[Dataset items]
+ + + +

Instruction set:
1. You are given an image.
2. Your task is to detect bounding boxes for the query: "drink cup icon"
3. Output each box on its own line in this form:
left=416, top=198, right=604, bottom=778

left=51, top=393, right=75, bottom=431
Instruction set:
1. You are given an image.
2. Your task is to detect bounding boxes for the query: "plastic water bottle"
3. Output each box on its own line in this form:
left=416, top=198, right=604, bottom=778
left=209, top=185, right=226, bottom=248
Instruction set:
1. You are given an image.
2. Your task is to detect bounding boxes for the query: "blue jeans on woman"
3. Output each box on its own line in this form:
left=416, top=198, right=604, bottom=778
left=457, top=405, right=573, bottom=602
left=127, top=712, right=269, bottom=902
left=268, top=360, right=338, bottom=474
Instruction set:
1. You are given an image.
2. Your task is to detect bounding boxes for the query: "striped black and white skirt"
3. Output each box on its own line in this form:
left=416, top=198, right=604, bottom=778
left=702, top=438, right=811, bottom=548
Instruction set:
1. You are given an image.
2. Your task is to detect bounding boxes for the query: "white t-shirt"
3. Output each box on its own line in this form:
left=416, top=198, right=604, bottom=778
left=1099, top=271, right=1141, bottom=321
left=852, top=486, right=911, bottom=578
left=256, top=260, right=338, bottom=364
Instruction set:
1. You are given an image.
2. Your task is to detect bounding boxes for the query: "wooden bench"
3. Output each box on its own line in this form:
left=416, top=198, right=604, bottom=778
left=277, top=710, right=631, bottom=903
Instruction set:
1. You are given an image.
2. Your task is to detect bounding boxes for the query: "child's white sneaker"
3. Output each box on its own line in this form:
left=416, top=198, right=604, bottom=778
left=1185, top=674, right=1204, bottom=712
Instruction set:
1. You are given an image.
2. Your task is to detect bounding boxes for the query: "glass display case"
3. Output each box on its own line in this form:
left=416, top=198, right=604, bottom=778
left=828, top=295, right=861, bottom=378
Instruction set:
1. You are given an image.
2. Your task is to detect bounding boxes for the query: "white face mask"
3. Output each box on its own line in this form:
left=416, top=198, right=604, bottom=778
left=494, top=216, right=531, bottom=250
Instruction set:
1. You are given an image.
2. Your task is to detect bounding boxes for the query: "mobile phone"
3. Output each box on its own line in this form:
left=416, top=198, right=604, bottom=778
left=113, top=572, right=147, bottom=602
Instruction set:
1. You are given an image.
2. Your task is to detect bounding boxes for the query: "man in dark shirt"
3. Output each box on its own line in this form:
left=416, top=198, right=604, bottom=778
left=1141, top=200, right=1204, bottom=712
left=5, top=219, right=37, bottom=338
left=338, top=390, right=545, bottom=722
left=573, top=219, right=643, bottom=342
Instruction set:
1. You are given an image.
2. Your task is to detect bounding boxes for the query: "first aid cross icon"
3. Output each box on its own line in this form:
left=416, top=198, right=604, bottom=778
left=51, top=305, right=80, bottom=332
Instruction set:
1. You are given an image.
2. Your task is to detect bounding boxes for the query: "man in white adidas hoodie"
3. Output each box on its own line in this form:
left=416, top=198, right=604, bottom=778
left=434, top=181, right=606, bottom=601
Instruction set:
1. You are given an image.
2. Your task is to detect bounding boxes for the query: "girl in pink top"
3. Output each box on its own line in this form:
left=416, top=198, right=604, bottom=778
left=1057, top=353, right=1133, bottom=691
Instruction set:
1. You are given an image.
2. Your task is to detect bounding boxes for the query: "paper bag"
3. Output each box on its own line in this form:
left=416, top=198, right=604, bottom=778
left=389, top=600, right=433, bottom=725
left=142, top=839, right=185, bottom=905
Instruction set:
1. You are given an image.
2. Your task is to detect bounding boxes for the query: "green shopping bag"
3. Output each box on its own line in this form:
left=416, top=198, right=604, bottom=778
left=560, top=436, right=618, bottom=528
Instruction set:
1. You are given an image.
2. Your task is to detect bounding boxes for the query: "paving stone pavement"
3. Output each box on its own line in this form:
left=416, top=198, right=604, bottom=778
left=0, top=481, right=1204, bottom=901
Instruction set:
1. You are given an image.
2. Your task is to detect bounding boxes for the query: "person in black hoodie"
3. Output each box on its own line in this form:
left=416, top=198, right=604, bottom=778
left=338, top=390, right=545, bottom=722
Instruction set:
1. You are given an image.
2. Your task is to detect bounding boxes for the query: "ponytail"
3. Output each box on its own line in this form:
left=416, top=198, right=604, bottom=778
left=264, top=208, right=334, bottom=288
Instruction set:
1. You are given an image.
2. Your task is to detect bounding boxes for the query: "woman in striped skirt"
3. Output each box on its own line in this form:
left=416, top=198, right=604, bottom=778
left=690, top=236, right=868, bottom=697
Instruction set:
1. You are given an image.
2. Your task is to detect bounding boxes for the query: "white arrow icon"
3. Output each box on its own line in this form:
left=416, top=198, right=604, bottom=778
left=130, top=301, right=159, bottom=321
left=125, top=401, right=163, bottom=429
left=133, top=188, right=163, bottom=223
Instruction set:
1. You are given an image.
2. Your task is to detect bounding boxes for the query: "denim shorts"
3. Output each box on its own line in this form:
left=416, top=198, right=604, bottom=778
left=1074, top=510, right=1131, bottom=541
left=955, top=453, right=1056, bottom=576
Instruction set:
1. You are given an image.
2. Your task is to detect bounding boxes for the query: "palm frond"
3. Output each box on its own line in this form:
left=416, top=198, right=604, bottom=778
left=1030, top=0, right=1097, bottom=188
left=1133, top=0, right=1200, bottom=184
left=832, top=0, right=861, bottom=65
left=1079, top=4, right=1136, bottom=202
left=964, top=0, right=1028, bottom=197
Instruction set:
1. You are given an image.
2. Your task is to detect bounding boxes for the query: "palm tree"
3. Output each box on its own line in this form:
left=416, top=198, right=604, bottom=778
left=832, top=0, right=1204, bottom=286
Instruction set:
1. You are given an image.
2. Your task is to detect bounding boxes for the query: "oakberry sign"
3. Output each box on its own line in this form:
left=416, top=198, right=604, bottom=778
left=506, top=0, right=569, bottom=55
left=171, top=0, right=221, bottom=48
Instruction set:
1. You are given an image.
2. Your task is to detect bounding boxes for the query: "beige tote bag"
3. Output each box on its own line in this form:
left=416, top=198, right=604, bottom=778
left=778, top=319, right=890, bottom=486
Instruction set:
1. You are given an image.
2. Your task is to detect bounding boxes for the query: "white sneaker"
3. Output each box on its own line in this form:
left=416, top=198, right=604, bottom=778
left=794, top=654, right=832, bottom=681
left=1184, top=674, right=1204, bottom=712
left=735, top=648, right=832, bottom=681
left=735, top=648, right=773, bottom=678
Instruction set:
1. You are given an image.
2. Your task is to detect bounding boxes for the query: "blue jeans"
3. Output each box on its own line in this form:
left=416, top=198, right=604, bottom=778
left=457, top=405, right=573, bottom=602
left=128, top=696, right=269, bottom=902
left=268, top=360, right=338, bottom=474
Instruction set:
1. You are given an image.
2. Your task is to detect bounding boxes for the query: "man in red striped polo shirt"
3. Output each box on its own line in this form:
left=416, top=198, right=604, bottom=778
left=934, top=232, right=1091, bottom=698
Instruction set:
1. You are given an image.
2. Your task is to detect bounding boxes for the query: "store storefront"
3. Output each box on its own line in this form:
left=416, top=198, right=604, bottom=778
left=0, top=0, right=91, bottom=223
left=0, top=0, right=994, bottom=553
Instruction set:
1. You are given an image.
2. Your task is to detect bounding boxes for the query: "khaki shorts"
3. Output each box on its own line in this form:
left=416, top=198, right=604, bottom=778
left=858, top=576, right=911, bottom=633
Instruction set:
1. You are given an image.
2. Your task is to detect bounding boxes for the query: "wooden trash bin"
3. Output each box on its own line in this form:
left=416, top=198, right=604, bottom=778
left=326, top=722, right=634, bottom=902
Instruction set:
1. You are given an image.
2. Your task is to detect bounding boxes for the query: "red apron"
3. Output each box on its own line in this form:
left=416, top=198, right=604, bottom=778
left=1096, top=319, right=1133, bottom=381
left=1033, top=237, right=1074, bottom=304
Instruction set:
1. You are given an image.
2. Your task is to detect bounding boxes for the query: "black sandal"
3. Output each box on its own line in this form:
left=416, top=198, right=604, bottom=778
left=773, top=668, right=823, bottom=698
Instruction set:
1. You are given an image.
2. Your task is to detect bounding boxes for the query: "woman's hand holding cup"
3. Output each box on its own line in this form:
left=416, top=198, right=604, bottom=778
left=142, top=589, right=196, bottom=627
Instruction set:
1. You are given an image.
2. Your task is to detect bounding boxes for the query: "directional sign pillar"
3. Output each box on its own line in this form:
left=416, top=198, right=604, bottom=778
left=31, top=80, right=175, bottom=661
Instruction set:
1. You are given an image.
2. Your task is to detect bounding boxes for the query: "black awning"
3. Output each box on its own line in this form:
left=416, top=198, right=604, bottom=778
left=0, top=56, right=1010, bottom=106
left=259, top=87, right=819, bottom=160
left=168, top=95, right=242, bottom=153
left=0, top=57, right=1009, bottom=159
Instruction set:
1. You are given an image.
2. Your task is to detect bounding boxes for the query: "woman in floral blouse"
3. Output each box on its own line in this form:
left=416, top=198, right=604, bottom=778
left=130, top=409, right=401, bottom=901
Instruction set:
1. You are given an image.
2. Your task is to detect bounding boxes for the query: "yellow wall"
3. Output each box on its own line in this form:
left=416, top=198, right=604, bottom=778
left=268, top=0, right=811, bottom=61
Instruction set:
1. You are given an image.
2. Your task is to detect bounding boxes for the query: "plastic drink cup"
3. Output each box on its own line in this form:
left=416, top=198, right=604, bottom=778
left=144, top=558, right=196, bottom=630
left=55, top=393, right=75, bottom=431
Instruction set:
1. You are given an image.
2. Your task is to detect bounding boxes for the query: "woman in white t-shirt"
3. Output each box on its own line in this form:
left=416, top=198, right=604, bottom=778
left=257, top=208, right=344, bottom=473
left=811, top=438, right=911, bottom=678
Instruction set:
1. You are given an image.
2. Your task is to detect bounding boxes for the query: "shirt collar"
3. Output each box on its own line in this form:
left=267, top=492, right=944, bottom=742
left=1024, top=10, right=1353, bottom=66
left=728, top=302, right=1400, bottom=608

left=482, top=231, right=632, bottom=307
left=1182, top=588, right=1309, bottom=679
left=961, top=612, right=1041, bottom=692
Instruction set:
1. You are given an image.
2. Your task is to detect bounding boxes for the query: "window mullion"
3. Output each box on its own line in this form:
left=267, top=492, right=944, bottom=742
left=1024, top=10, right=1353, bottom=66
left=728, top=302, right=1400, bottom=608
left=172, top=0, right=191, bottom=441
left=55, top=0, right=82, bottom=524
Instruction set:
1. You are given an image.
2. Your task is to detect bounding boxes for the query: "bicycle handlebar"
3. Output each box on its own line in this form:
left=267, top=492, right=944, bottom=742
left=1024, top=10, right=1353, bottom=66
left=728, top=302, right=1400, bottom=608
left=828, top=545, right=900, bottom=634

+ + + +

Prompt: Pick out every line in the records above that contains the word "wooden", matching case exactly.

Task result:
2. Your task is to detect bounding boxes for the query: "wooden bench"
2. Your task is to detect bounding boxes for the query: "wooden trash bin"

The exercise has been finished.